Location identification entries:

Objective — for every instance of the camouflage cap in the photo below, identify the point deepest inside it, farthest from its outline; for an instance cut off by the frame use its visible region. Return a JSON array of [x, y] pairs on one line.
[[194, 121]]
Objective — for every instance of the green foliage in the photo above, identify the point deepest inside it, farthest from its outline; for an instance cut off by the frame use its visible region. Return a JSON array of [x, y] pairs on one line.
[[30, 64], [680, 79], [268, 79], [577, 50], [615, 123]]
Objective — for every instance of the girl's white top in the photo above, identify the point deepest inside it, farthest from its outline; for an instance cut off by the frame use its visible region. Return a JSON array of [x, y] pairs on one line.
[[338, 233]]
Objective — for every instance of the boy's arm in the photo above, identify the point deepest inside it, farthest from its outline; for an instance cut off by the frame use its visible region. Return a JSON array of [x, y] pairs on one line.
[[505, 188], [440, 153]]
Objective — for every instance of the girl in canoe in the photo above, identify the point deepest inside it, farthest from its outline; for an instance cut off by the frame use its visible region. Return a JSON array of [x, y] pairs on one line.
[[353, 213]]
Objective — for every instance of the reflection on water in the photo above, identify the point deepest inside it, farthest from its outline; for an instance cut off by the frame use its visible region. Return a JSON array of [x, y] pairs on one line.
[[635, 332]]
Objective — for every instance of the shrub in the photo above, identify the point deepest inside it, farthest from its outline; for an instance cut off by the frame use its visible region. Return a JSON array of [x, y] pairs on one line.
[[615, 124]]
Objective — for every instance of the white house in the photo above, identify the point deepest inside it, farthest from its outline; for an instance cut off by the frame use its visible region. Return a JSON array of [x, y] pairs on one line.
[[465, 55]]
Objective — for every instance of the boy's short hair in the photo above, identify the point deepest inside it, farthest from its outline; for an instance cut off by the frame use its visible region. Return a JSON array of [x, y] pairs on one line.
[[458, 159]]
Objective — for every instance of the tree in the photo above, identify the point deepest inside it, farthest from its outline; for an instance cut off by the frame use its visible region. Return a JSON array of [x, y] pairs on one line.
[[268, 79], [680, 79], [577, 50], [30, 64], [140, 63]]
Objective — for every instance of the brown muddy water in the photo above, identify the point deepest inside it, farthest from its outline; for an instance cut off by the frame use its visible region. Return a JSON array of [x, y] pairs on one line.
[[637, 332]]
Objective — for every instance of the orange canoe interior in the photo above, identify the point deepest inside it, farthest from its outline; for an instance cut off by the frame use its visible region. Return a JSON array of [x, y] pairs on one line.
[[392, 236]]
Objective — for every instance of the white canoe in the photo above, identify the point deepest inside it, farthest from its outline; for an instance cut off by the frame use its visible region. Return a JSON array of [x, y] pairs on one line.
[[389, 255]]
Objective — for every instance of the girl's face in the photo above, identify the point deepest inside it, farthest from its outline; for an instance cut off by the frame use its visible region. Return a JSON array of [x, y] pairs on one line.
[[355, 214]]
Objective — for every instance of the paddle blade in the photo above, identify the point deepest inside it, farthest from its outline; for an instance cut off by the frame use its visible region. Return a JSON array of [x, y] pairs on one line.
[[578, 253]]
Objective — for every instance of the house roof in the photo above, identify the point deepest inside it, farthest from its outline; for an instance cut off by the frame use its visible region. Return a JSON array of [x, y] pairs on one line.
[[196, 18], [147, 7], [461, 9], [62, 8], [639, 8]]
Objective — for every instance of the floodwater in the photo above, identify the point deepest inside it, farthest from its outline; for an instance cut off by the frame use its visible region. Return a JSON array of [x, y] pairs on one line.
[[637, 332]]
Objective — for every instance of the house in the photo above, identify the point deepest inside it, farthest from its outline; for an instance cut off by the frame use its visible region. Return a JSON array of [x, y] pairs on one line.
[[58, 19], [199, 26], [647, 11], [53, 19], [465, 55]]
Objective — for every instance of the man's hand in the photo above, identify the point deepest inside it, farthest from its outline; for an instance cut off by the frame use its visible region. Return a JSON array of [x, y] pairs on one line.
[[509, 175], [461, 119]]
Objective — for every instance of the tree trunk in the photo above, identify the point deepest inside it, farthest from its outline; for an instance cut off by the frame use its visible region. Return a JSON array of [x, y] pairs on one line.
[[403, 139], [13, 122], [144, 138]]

**Exercise requirements**
Output all of the data above as a numbered list, leaving out any blank lines.

**Solution to this task**
1. Objective — for every instance of the camouflage cap in the photo below, identify the point deepest inside it, farthest from its outline; for an instance cut off by the frame use its visible region. Return a JSON array of [x, y] pairs on one line.
2. [[194, 121]]
3. Objective — for every instance of the green foliage in the photo above, identify the point deepest inside it, farthest from its outline; for an instance cut off by the frame use its visible region. Return a JSON array of [x, y] pairs on one line.
4. [[30, 64], [680, 79], [268, 79], [577, 50], [615, 123]]
5. Objective — for every instance of the girl's white top in the photo above, identify the point deepest inside it, farthest from its outline; for an instance cut off by the frame use its visible region. Return a JSON array of [x, y] pairs on one line.
6. [[338, 233]]
7. Objective — for every instance of the boy's arm in the photo above, identify the point deepest inside it, farthest from its outline; for an instance cut off by the frame use its visible region. Return a JSON array of [x, y] pairs on one line.
8. [[505, 188], [440, 153]]
9. Objective — for every instance of the girl in canoe in the photo above, identify the point deepest inside it, farthest from its outline; for an instance cut off by the frame use its visible region. Return a JSON array of [x, y] pairs on one line.
10. [[353, 213]]
11. Objective — for every instance of the reflection on water in the photo above, identify the point deepest inside it, farthest from its outline; for an instance cut off by the frame use its visible region. Return a JSON array of [x, y] pairs on one line.
12. [[635, 332]]
13. Objective — for every instance of the shrub in the photo above, identify the point deepest inside it, farthest from its outline; for an instance cut off by the frame use its visible region. Return a JSON array of [x, y] pairs on one line.
14. [[615, 124]]
15. Objective — for every instance of the white house in the photo above, identify the point deepest inside it, farthest from its outline; for an instance cut off by the frame use its visible region. Return a JSON array of [x, y] pairs on one line.
16. [[465, 55]]
17. Objective — for every instance of the boy's short hair in the photo above, identify the point deepest inside it, farthest from its outline; for an instance cut off by the frame use its visible region. Return a JSON array of [x, y] pairs on one line.
18. [[458, 159]]
19. Objective — for every instance of the tree in the photo above, identify the point deepest inside it, farthest from its outline; for an instance cut off by the frame use its visible region. Return a JSON array of [x, y] pairs on one line.
20. [[268, 79], [680, 79], [577, 50], [30, 64], [140, 63]]
21. Objective — for every instance of the brown muddy water in the photo above, identify the point deepest inside it, farthest from its outline; for an instance cut off by the frame use its visible region. Return a JSON array of [x, y] pairs on one line.
22. [[637, 332]]
23. Objective — for every instance of the orange canoe interior in the photo above, identify the point deepest inside it, farthest from its outline; for an instance cut off by the frame use its visible region. Return a JSON array of [x, y] pairs on one line.
24. [[392, 236]]
25. Objective — for every instance of the white canoe in the photo above, identify the point deepest inside it, farthest from its outline; for an instance cut off by the frame use its visible region. Return a JSON array of [x, y] pairs on one line.
26. [[389, 255]]
27. Objective — for every instance of the girl's face in the photo above, identify the point deepest inside it, farthest from its outline; for an instance cut off by the frame use its visible region. Return a JSON array of [x, y] pairs on one line.
28. [[355, 214]]
29. Objective — for every instance of the paddle blade in the photo above, identify the point deepest inside it, farthest from its outline; for an instance cut off by the frame use its visible region. Return a JSON array of [x, y] pairs on one line.
30. [[578, 253]]
31. Objective — for every instance of the house roof in the photo above, identify the point deepest inside it, farthest from its outline; for an instance cut off by the frame use its visible region. Return a JSON array of [x, y] pairs on one line.
32. [[196, 18], [147, 7], [461, 9], [62, 8], [639, 8]]
33. Objective — for every instance of the floodwater in the photo above, identify the point deepest inside it, farthest from its outline; for an instance cut off by the frame use its visible region. Return a JSON array of [x, y] pairs on one line.
34. [[637, 332]]
35. Objective — for every instance of the house in the photo above, identify the point deepest inside it, farthest from its outline; for an instance cut off by the frame use its visible region. Return a JSON array of [x, y] pairs on one line.
36. [[58, 19], [199, 26], [647, 11], [53, 19], [465, 55]]
37. Objective — for every instance of the man's hand in the photo above, identify the point deepest inside it, farthest from its outline; for an instance cut off by the frame use its visible region. Return a JSON array of [x, y] pairs on one line.
38. [[509, 175], [461, 119]]
39. Objective — for every instance of the tree trunk in the photo above, identify the point deepest inside it, farthest from its outline; for an instance cut off by the frame use its visible region. Return a JSON array of [x, y] pairs on one line.
40. [[403, 139], [13, 122], [144, 138]]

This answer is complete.